Stored dataset items:
======
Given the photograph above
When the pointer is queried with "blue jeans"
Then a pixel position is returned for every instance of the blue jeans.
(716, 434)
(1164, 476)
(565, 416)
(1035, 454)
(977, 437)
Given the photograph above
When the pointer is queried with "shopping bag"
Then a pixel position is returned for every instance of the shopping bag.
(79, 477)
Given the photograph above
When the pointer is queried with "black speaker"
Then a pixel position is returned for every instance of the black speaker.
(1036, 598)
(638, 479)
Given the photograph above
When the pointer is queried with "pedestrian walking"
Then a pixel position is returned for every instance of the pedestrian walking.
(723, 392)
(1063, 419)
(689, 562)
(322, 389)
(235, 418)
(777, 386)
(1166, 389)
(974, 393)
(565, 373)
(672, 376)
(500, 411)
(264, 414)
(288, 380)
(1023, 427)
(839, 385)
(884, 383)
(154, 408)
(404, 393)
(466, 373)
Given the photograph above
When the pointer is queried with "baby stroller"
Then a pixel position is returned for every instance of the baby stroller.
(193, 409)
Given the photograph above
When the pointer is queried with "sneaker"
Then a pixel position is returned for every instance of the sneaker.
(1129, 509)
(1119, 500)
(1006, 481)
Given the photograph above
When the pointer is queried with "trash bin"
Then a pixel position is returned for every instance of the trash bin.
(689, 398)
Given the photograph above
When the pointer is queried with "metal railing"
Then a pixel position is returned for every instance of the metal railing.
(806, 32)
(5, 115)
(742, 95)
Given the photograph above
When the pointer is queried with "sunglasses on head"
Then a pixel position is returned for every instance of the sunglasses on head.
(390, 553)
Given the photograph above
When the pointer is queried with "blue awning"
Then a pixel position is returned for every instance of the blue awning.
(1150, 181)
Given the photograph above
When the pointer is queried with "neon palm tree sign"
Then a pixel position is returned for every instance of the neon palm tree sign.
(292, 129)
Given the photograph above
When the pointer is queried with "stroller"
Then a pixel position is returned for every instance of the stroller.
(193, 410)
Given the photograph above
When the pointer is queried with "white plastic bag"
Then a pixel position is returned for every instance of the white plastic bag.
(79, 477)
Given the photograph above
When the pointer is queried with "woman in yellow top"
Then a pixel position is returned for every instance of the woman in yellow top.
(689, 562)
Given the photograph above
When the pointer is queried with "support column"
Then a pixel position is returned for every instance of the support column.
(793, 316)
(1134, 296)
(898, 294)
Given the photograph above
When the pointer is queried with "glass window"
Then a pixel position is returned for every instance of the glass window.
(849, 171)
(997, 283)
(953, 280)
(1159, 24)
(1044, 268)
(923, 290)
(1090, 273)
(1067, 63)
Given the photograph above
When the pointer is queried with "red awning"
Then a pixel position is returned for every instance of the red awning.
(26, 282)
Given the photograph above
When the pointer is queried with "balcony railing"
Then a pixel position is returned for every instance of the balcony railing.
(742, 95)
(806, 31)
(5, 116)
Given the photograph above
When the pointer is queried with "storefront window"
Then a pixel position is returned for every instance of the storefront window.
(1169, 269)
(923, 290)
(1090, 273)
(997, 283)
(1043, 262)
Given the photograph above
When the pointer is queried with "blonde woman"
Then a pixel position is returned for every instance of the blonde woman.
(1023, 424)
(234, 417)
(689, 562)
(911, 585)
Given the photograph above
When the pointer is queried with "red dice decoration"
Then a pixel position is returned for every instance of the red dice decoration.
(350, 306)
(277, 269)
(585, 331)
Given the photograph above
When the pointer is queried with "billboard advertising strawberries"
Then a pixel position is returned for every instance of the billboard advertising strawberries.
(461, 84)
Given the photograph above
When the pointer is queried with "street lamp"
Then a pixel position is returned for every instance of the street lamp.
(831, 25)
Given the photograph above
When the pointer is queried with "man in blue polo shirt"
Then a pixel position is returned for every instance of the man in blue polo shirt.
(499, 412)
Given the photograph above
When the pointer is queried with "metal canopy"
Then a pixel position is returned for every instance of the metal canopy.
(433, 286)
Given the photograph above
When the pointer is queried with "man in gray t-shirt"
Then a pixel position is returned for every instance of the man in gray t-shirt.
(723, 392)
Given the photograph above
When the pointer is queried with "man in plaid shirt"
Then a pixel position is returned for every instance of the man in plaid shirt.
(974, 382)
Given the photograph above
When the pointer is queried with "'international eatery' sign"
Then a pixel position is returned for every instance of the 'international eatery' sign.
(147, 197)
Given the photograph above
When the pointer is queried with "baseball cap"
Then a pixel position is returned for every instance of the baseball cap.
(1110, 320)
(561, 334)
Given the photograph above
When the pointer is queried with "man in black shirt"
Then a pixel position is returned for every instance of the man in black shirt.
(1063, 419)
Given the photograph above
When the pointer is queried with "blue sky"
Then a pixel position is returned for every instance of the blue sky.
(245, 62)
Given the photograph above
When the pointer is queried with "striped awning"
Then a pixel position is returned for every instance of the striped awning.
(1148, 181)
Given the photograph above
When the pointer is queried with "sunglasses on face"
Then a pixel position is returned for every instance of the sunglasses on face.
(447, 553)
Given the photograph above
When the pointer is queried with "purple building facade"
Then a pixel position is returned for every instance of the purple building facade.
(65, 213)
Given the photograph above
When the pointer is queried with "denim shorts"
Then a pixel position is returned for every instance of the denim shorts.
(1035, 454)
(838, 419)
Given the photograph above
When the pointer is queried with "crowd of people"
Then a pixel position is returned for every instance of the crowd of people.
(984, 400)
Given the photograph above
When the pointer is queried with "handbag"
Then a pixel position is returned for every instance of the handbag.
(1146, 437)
======
ASSIGNMENT: Write the data out again. Match it word for word.

TASK ANSWER:
Given the photograph above
When the pointer is queried with "blue jeans"
Then a pixel position is returned for every instance of the blue jeans.
(716, 434)
(1164, 476)
(565, 416)
(1035, 454)
(977, 437)
Given the photograph above
When the pointer is queried with "shopping bag"
Then a pixel position is returned for every instance of the shopping bag.
(79, 477)
Given the photograph above
When the pointer is queried with "black speaker"
Then a pixel position is returned for every instance of the black speaker.
(1036, 598)
(638, 479)
Given the photograph above
When the pointer is queried with "pedestrian walking"
Then a pixel position is returned for every instance of the pedestrian walking.
(723, 392)
(1063, 419)
(689, 562)
(322, 389)
(235, 418)
(777, 386)
(1166, 389)
(974, 393)
(565, 373)
(672, 376)
(500, 411)
(264, 414)
(288, 380)
(1023, 427)
(839, 385)
(884, 383)
(154, 408)
(404, 393)
(466, 373)
Given the photograph above
When the pointer is queried with "baby stroller"
Then a pixel position is returned for every instance of the baby stroller.
(193, 409)
Given the photograph above
When the pointer is queried with "sneaker"
Then a pixel position is returned for every instance of the sneaker.
(1129, 509)
(1119, 500)
(1006, 481)
Given the photograph above
When the pointer is queried with "trash bin"
Then a pixel position is returned for every instance of the trash bin.
(689, 398)
Given the photograph above
When the pointer is queried with "metal railing"
Then a pixel position is returned for every instance of the metal railing.
(806, 32)
(5, 115)
(742, 95)
Given the photograph above
When the pointer is queried with "sunglasses on head"
Then a pixel position is returned for every instance of the sunglasses on head.
(390, 553)
Given the photograph above
When the pointer is queried with "blue awning"
Then a pixel position is returned for every instance of the blue awning.
(1150, 181)
Given the photograph above
When the pointer is queried with "neon palm tree sign"
Then a pixel position is returned for every instance of the neon palm tree sign.
(292, 129)
Given the photograph above
When the pointer is queried with "stroller"
Then a pixel position is returned for every instance of the stroller.
(193, 410)
Given the photograph above
When the pointer is queried with "white plastic bag"
Then a pixel position is returned for every instance of the white plastic bag.
(79, 477)
Given the photograph above
When the pointer is queried with "woman in yellow top"
Then a pixel position is returned for every instance of the woman in yellow top.
(689, 562)
Given the photograph above
When the pointer is queried with "support column"
Then a pixel position is returned for every instance of the support column.
(793, 316)
(1134, 296)
(898, 294)
Given the photograph above
When the pointer is queried with "glass window"
Then a pixel position is returned for every instance of the glass window.
(849, 171)
(997, 283)
(953, 280)
(1159, 24)
(1044, 268)
(923, 290)
(1090, 273)
(1067, 63)
Given the photograph above
When the pointer is queried with "red awning"
Then a pixel position is returned for every instance of the red awning.
(26, 282)
Given the photograph above
When the pointer is queried with "balcony railing"
Then a pixel position is returned for every instance of the balcony railing.
(742, 95)
(806, 31)
(5, 116)
Given the photograph above
When the pointer is queried with "storefront window"
Then a pixel position is returned for every instance of the storefront window.
(1169, 269)
(923, 290)
(1090, 273)
(997, 283)
(1043, 262)
Given the photograph above
When the pointer is queried with "blonde woman"
Then a pixel position is returned for every instance of the blonde woman.
(1023, 424)
(234, 417)
(689, 562)
(911, 585)
Given the photograph above
When the pointer is queried with "red dice decoration"
Then a pixel position is returned for every instance of the red dice decoration.
(350, 306)
(277, 269)
(585, 331)
Given the photograph above
When the pointer is queried with "billboard advertising strawberries"
Then a pixel position is returned for every instance of the billboard advertising strawberries.
(461, 84)
Given the photograph above
When the pointer is queried with "street lamp"
Then a pixel position is returned for every instance of the street lamp.
(831, 25)
Given the photograph above
When the pointer is queried with "man in blue polo shirt"
Then a pixel position is returned for every instance of the man in blue polo shirt.
(499, 412)
Given the photograph above
When the pointer is queried with "metal canopy"
Then a pixel position is returned for every instance of the metal canopy.
(433, 286)
Given the photograph above
When the pointer is queried with "man in gray t-shirt"
Then a pixel position is returned for every instance of the man in gray t-shirt.
(723, 392)
Given the photograph above
When the pointer is queried with "man in plaid shirt"
Then a pixel position is returned for every instance of the man in plaid shirt.
(974, 382)
Given the photograph above
When the pointer is queried with "'international eatery' sign"
Then a pixel position is returned for every instance of the 'international eatery' sign.
(147, 197)
Given the photograph above
When the pointer is queried with "baseball cap"
Then a pixel position is returned for every instance of the baseball cap.
(1110, 320)
(561, 334)
Given the photograph above
When the pointer is queried with "man in black shirt"
Then a pixel position is returned for every instance of the man in black shirt.
(1063, 419)
Given the photograph above
When the pointer is queried with "blue sky"
Then a pixel position is returned for every instance of the blue sky.
(245, 62)
Given the photograph above
When the pointer is queried with "striped awning"
Then a pixel position is returned for every instance of the striped awning.
(1148, 181)
Given the photograph above
When the pointer is queried with "sunglasses on face"
Then a pixel position is returned for every instance of the sunglasses on face.
(447, 553)
Given the photograph above
When the pointer is queried with "purple building facade"
Then a pixel position is returned for every instance of the purple building facade.
(65, 213)
Given the photograph above
When the pointer is queried with "denim shorts"
Then a pixel position is returned for every instance of the denim shorts.
(1035, 454)
(838, 419)
Given the photograph above
When the pointer is queried with "crowd of people"
Then a pixel position is returned for every instance of the crowd of people.
(984, 400)
Given the photograph above
When the pointer is queried with "handbag"
Then a pixel position is returned for every instance of the handbag.
(1146, 437)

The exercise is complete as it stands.